**Directions**
1. Rewrite the Gold Cup racing history between "First and second place" and "craft a hydroplane.", inclusive, replacing "Baby Bootlegger" with "Bootlegger".
2. Write the next part of the Gold Cup racing history, starting after its last sentence.

**Selection**
- - - - - - -

The races in 1908, 9 and 10—sometimes known as the "reign of the Dixies"—marked the culmination of development of the displacement type racing power boat—a form resembling a miniature ocean liner. Dixie's owner E. J. Schroeder was quoted as saying that no boat would ever go faster than she did. And—because of very inflexible physical laws—no boat of that "through the water" type, and of that length, ever has gone faster.
In 1910 the 250-hp. Dixie III's best heat speed in the Gold Cup was 33.6 m.p.h. The following year Mit II, with only 40% of Dixie's power, exceeded 36 m.p.h. The hydroplane, which skims over the surface of the water instead of plowing through it, had arrived. And with the hydro, speeds leaped. By 1913 Count Mankowski's huge hydro Ankle Deep had pushed the Gold Cup heat mark up one-third over Dixie's pace; the following year Paula Blackton's little Baby Speed Demon bounced it to 50.49. In mile trials the Blackton craft attained 51.726.
The single step hydroplane continued to be developed in the ensuing years—years which ran into the period of World War I. That war did not hamper racing. In fact, race boat owners were quick to capitalize on the engineering advances that grew out of the War. In 1918 Gar Wood obtained a 400-hp. Curtiss engine developed for the British and with it won that year's Gold Cup.
In 1919, World War I developments first paid off in a big way. Every boat in that year's Gold Cup was equipped with one of the famous Liberty engines designed during the War for aircraft use. Gar Wood's boats took first and second. The following year Wood won with a twin-Liberty-powered craft and posted a heat speed of 70 m.p.h.—a mark that was to stand for 26 years. This boat established the 1920 straightaway record of 74.87 m.p.h.
Wood's double-Liberty-engined Miss America again took the Gold Cup in 1921. This was more than enough for his competitors, who decided that "something had to be done." As a result, the class was turned into a restricted one with hulls limited to a type having no breaks or steps in the bottom and having a minimum length of 25'. Power plants could not exceed 625 cu. in. of piston displacement.
Advocates of "giving the game back to the boys" were happy when 13 starters appeared for the 1922 Gold Cup race: The peak horsepower of the most powerful boat entered was less than one-fourth that of the previous year's winner. The victor's best heat speed was the slowest in the past decade of Gold Cup racing. This race was notable for marking the debut of a Packard Gold Cup engine, a make that was to have great success in the class during the next 15 years.
First and second place boats in the 1924 race were driven by Wright engines. These updated versions of the wartime Hispano-Suiza, especially converted for Gold Cup racing, also were to be active in Gold Cup competition for the next decade. Although the Cup was awarded in 1924 to the beautiful Baby Bootlegger, she was not the top boat in scoring. This honor had been taken by Harry Greening's Rainbow IV, which was protested and disqualified as being a hydroplane. Rainbow's bottom was of lapstrake construction—a thing specifically permitted by the rules. However, the officials ruled that her strakes had been installed for the express purpose of making the Greening craft a hydroplane.

- - - - - - -

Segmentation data
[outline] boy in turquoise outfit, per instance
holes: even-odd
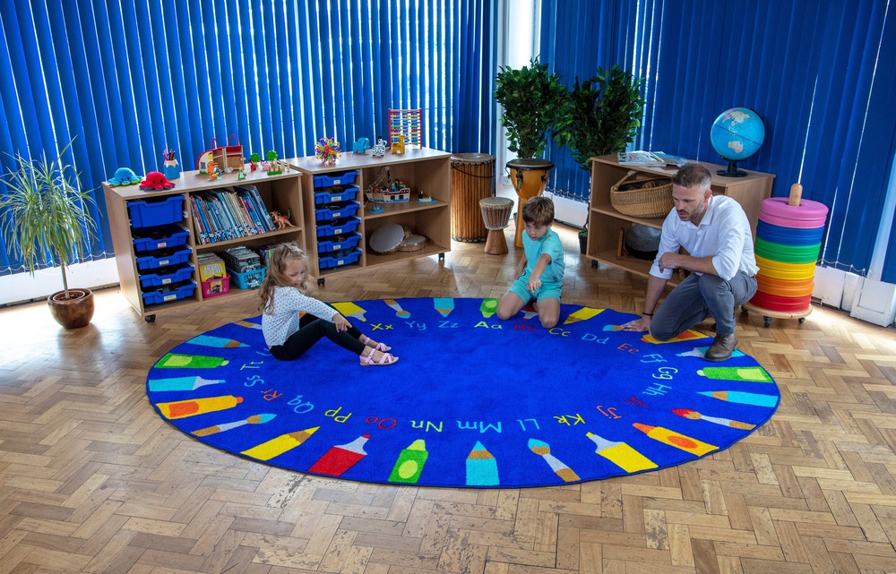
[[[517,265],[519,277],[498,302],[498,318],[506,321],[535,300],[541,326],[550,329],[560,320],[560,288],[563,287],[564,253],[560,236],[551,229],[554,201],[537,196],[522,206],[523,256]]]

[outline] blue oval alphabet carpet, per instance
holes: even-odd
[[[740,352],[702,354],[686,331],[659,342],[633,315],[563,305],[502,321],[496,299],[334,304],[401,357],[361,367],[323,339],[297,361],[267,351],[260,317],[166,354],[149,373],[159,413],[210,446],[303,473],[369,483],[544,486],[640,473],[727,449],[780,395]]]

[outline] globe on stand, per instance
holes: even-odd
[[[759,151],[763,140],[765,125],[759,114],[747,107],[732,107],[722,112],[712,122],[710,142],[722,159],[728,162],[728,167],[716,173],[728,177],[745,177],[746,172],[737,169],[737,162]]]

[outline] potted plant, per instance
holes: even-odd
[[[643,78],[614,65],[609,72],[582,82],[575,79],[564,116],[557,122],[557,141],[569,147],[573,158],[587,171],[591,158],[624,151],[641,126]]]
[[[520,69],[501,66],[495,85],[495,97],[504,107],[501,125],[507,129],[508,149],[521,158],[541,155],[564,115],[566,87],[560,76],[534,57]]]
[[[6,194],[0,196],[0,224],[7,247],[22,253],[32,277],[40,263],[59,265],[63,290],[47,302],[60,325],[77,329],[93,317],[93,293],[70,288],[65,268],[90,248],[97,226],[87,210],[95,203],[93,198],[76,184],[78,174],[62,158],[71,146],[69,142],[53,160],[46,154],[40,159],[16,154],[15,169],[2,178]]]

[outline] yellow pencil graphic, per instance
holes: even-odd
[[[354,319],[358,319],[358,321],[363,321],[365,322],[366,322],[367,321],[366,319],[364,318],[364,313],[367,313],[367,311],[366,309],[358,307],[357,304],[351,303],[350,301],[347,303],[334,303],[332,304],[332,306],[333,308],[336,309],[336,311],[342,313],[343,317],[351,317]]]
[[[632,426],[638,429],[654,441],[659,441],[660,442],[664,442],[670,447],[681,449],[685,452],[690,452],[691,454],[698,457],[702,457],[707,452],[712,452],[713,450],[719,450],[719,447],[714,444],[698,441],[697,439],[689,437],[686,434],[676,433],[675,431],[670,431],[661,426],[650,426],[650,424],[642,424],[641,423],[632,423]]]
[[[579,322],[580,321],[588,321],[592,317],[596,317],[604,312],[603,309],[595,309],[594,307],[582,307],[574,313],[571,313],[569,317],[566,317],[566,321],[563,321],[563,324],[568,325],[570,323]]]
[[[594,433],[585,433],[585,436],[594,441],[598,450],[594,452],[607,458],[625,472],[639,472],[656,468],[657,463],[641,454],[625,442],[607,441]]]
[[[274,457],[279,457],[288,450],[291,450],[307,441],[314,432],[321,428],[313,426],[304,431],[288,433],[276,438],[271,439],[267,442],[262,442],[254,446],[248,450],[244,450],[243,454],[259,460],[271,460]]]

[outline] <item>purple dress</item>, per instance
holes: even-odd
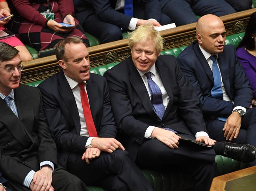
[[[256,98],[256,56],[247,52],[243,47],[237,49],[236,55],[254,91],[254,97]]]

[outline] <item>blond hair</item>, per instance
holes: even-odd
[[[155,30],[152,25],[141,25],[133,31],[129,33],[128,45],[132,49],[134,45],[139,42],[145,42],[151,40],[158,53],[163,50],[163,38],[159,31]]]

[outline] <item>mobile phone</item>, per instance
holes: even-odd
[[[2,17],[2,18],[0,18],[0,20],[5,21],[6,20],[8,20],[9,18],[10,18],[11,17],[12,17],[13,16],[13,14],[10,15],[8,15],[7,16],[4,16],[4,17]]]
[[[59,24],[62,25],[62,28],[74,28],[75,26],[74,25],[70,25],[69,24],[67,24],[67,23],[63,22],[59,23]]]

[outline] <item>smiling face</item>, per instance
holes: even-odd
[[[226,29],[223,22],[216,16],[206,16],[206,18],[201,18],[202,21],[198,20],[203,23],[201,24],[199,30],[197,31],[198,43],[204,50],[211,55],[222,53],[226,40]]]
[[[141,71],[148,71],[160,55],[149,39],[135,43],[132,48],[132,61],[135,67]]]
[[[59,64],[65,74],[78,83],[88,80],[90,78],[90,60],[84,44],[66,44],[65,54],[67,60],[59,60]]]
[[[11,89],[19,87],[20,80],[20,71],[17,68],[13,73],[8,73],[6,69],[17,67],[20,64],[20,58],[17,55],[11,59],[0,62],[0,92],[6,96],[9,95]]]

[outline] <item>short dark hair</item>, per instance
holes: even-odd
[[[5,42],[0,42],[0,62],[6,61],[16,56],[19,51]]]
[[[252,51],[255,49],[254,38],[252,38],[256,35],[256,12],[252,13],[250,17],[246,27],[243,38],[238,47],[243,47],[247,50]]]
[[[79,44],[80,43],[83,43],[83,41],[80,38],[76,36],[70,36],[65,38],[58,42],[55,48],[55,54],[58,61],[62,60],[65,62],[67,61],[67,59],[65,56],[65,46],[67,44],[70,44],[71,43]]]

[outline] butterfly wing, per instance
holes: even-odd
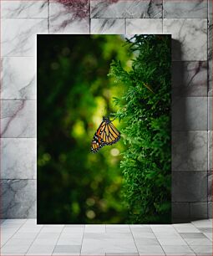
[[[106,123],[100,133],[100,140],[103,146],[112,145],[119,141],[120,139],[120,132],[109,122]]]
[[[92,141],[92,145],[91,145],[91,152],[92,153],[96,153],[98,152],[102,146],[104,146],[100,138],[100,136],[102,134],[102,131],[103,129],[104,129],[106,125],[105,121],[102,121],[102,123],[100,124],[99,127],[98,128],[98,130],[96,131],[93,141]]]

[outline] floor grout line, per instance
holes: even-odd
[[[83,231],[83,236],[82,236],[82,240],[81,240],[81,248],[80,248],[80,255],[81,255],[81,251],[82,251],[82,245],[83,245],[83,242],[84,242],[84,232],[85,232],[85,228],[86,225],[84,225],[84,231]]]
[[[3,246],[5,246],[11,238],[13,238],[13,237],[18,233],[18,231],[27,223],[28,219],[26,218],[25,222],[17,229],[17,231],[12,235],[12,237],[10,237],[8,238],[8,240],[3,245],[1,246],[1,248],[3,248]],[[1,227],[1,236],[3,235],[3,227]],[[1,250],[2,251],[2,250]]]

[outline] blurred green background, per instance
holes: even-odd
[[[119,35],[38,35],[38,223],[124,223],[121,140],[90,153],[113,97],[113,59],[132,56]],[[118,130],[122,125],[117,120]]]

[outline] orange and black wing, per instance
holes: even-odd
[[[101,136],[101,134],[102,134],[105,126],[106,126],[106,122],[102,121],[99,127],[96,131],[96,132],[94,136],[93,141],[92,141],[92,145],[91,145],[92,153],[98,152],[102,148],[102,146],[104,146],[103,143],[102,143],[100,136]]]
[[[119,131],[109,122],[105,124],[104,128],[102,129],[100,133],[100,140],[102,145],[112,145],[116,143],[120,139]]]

- - - - - - -

**Task-by-task results**
1.
First and second place boats in the 1924 race were driven by Wright engines. These updated versions of the wartime Hispano-Suiza, especially converted for Gold Cup racing, also were to be active in Gold Cup competition for the next decade. Although the Cup was awarded in 1924 to the beautiful Bootlegger, she was not the top boat in scoring. This honor had been taken by Harry Greening's Rainbow IV, which was protested and disqualified as being a hydroplane. Rainbow's bottom was of lapstrake construction—a thing specifically permitted by the rules. However, the officials ruled that her strakes had been installed for the express purpose of making the Greening craft a hydroplane.

2.
In 1925 and 1926, with the donor club playing host for the first time since 1904, large fields faced the starter's flag. But the winner's speed in the latter year was only nine miles faster than it had been in 1922, the inaugural year under the new restricted rules. The contestants began to feel that they were getting precious little speed for their large investments in hulls and engines. They therefore voted to admit hydroplane hulls, commencing with the 1928 race.
In the 1927 contest, 11 started. Two capsized, three disintegrated, one became a victim of driftwood, three dropped out with mechanical ailments and two finished. With the intention of requiring reasonable stamina in future boats, the contestants voted to impose a minimum weight of 2,000 lb. on the hull, exclusive of crew, engine and fuel.
No race was held in 1928, this year having been set aside to build the new hydroplanes, and 1929 found four brand new Gold Cup hydros ready to race. But alas, final results of the contest showed that the 1929 winning hydro had actually run slower than had the 1927 winning vee-bottom monoplane.
The 1930 race fanned the spark of suspicion still glowing from the previous year—a suspicion that hydroplanes built to the new rules were a flop. Six of them appeared in that second contest for which they were eligible. But none of them was able to beat Hotsy Totsy, a four-year-old vee-bottom boat that had been treated to a shingled bottom. This shingling created a multiple step form similar to the one which had caused the disqualification of Rainbow in 1924.
Hotsy Totsy triumphed again in 1931. The new type hydroplanes did not threaten her seriously.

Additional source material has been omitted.